>>>>>
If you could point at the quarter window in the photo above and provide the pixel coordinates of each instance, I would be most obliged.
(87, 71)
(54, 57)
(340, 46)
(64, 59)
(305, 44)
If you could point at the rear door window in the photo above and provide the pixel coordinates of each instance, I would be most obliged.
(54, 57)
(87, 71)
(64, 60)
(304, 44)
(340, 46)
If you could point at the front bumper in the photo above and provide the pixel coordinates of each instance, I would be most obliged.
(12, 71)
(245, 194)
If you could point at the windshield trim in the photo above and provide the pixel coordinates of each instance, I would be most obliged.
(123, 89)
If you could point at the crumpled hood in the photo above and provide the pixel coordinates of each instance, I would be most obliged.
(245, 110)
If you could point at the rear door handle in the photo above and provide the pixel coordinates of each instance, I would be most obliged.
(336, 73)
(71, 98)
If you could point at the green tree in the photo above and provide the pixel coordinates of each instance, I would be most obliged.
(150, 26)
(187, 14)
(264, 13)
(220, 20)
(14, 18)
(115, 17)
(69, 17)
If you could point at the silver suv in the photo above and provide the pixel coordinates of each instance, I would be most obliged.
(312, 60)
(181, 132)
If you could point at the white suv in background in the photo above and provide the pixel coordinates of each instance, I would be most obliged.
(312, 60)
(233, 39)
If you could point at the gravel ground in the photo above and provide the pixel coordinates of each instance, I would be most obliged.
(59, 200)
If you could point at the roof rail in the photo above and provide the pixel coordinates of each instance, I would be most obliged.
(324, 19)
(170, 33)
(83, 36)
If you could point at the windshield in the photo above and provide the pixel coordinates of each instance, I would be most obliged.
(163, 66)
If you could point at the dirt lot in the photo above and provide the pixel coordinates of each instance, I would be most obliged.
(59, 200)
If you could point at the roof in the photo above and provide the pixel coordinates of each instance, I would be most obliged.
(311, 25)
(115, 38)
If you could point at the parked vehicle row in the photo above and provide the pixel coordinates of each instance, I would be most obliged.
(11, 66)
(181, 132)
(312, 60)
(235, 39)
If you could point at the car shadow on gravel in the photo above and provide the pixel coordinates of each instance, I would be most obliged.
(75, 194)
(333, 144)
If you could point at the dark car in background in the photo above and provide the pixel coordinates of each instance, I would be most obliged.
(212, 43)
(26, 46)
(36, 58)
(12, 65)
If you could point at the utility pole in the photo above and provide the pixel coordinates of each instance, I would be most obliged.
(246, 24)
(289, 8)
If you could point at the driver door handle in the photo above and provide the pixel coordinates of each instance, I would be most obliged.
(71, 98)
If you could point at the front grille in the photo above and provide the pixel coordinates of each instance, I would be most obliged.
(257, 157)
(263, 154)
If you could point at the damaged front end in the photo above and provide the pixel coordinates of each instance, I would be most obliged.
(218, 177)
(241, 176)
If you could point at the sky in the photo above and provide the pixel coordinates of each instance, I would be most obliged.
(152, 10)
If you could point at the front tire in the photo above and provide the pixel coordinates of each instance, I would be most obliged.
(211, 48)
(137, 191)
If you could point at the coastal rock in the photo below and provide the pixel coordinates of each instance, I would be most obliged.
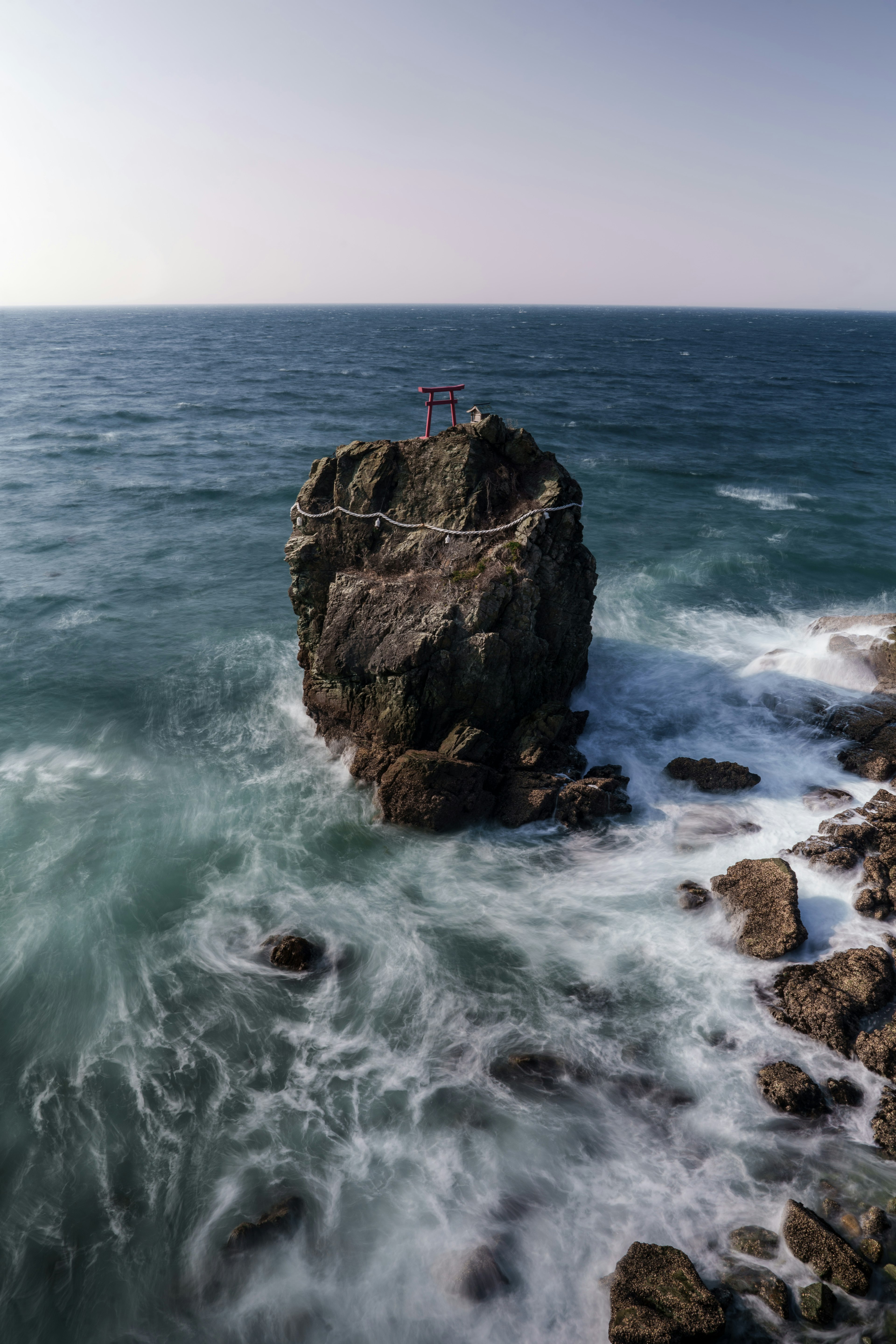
(878, 1050)
(817, 1304)
(658, 1298)
(813, 1242)
(279, 1222)
(763, 893)
(296, 953)
(465, 647)
(792, 1091)
(754, 1241)
(713, 776)
(844, 1092)
(825, 999)
(883, 1126)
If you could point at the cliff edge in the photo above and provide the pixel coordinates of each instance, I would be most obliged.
(445, 662)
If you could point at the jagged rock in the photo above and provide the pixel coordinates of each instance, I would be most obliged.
(761, 1283)
(692, 896)
(543, 1072)
(825, 999)
(713, 776)
(817, 1304)
(279, 1222)
(844, 1092)
(437, 792)
(754, 1241)
(791, 1089)
(763, 892)
(883, 1126)
(878, 1050)
(295, 953)
(875, 1221)
(476, 1276)
(658, 1298)
(813, 1242)
(585, 802)
(468, 650)
(821, 799)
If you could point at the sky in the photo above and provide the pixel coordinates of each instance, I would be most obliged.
(669, 152)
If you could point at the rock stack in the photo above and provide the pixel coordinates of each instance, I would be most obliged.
(444, 599)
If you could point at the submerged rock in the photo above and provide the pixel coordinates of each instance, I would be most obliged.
(827, 999)
(756, 1241)
(279, 1222)
(763, 893)
(817, 1304)
(792, 1091)
(465, 648)
(658, 1298)
(813, 1242)
(714, 776)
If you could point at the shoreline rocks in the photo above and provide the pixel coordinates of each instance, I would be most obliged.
(763, 894)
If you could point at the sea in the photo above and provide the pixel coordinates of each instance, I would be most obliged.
(166, 808)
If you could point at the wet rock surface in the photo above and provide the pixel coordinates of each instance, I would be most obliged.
(792, 1091)
(658, 1298)
(762, 893)
(713, 776)
(816, 1244)
(465, 650)
(827, 999)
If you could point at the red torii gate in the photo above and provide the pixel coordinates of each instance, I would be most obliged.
(447, 401)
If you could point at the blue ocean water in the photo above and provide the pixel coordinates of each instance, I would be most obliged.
(164, 808)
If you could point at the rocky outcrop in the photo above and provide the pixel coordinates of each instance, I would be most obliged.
(457, 650)
(813, 1242)
(792, 1091)
(279, 1222)
(658, 1298)
(713, 776)
(763, 894)
(827, 999)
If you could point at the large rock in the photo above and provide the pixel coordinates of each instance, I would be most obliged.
(467, 647)
(827, 999)
(714, 776)
(788, 1088)
(763, 893)
(813, 1242)
(658, 1298)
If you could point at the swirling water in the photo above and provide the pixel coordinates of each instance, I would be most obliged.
(164, 808)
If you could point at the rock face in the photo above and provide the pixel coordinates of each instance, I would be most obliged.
(792, 1091)
(713, 776)
(658, 1298)
(825, 999)
(464, 650)
(763, 893)
(812, 1241)
(279, 1222)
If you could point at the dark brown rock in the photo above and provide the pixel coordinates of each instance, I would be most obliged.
(296, 953)
(827, 999)
(756, 1241)
(713, 776)
(437, 792)
(883, 1126)
(813, 1242)
(791, 1091)
(658, 1298)
(817, 1304)
(414, 644)
(763, 893)
(279, 1222)
(844, 1092)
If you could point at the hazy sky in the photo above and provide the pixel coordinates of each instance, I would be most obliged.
(629, 152)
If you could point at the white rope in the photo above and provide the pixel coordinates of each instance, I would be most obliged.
(432, 527)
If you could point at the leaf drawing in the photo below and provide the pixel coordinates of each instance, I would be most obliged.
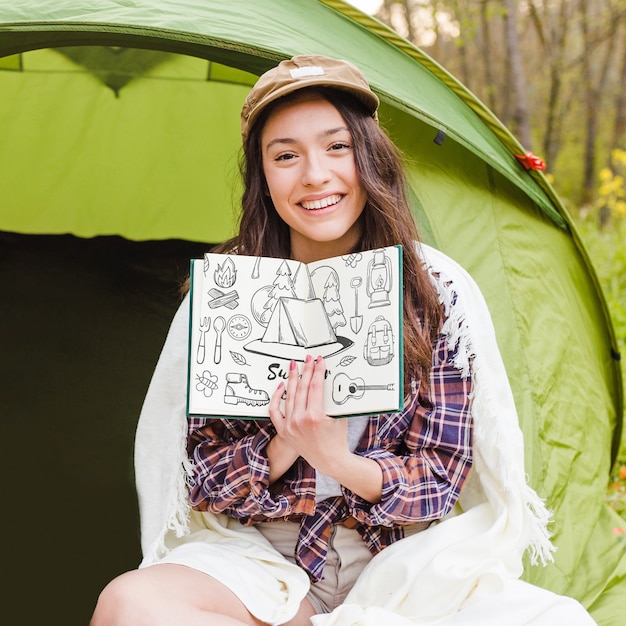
(238, 358)
(346, 360)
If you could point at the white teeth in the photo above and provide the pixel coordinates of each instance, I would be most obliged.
(321, 204)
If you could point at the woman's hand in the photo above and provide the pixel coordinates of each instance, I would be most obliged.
(303, 429)
(302, 425)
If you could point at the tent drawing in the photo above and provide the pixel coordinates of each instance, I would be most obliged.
(286, 336)
(120, 136)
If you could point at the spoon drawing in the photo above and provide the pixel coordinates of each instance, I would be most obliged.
(218, 326)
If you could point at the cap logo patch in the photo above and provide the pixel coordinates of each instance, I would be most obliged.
(307, 70)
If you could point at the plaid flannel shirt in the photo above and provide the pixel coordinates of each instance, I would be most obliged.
(424, 451)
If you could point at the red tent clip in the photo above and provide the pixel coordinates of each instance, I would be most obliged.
(530, 161)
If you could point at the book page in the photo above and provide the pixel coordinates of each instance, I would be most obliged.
(251, 316)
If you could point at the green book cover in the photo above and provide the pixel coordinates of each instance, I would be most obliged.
(250, 316)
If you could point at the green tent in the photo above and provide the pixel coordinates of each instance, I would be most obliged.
(119, 137)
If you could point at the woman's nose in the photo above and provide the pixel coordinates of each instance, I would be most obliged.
(316, 172)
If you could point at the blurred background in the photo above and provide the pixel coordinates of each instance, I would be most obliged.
(554, 73)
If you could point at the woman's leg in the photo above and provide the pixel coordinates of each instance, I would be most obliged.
(170, 595)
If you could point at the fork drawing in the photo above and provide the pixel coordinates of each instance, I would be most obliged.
(205, 325)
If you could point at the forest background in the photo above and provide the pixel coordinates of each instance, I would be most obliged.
(555, 74)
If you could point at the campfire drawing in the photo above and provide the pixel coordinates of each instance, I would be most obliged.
(225, 274)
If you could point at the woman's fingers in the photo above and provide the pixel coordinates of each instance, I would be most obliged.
(304, 392)
(276, 414)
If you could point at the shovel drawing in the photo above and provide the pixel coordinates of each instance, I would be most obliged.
(356, 321)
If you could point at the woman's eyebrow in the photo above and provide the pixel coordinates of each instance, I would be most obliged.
(289, 140)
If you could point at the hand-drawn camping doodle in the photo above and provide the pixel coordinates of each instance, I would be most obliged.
(218, 326)
(378, 348)
(325, 281)
(356, 321)
(379, 277)
(225, 275)
(283, 311)
(285, 335)
(351, 260)
(207, 383)
(345, 388)
(205, 325)
(238, 391)
(239, 327)
(255, 314)
(218, 298)
(240, 359)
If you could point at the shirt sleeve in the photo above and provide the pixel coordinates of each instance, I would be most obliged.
(231, 472)
(424, 474)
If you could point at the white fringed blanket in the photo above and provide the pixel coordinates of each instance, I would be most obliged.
(463, 570)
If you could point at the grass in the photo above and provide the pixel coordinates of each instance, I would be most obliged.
(607, 249)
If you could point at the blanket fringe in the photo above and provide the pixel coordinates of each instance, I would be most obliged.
(511, 475)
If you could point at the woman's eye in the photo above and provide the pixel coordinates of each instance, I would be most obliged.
(341, 145)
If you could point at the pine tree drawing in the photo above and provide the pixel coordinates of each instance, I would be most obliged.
(282, 288)
(332, 302)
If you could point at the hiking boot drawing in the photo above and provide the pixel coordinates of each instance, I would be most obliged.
(238, 390)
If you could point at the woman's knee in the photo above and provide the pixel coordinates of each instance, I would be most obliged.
(121, 598)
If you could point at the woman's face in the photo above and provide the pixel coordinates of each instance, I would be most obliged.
(309, 165)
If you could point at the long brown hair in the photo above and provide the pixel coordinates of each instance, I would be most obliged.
(387, 220)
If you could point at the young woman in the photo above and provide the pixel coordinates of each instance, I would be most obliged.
(285, 514)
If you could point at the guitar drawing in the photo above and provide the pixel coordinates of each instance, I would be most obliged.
(345, 388)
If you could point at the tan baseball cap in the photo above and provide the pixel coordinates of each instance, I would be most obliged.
(305, 71)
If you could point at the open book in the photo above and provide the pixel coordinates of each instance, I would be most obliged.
(250, 316)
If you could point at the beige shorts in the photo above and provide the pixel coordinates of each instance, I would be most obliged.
(347, 556)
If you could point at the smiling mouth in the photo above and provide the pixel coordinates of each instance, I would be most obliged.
(322, 203)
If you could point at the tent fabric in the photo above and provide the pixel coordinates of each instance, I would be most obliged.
(120, 129)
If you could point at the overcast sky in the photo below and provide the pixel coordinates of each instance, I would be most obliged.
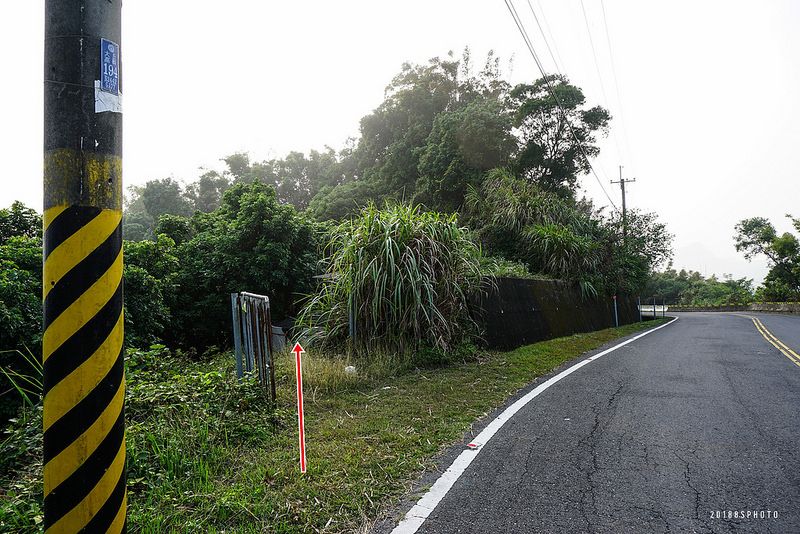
(709, 92)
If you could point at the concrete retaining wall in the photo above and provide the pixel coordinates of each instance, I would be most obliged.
(519, 312)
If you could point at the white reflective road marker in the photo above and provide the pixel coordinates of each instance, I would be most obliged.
(420, 511)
<<<<<
- DIRECTIVE -
Reproduce the entries verbatim, beginning with the line containing "If you could point at the tent fabric" and continuing through the final line of the entries. Omit the pictures from your output.

- SOLUTION TO THIS EXERCISE -
If you could point at the tent fabric in the photo above and provide the pixel coordinates of each instance, I would be most obliged.
(120, 129)
If you could point at the overcast sky in the photo below and provide the pixel coordinates of each instance, I would be most obliged.
(709, 92)
If you could point at the concrete retaining wall in the photo above and provide the pixel coordinates of each instance, I would be most obliged.
(519, 312)
If you could point at the white reflective road marker in the photo above and provide the pixel coordinates of each instance, I would be most obliged.
(420, 511)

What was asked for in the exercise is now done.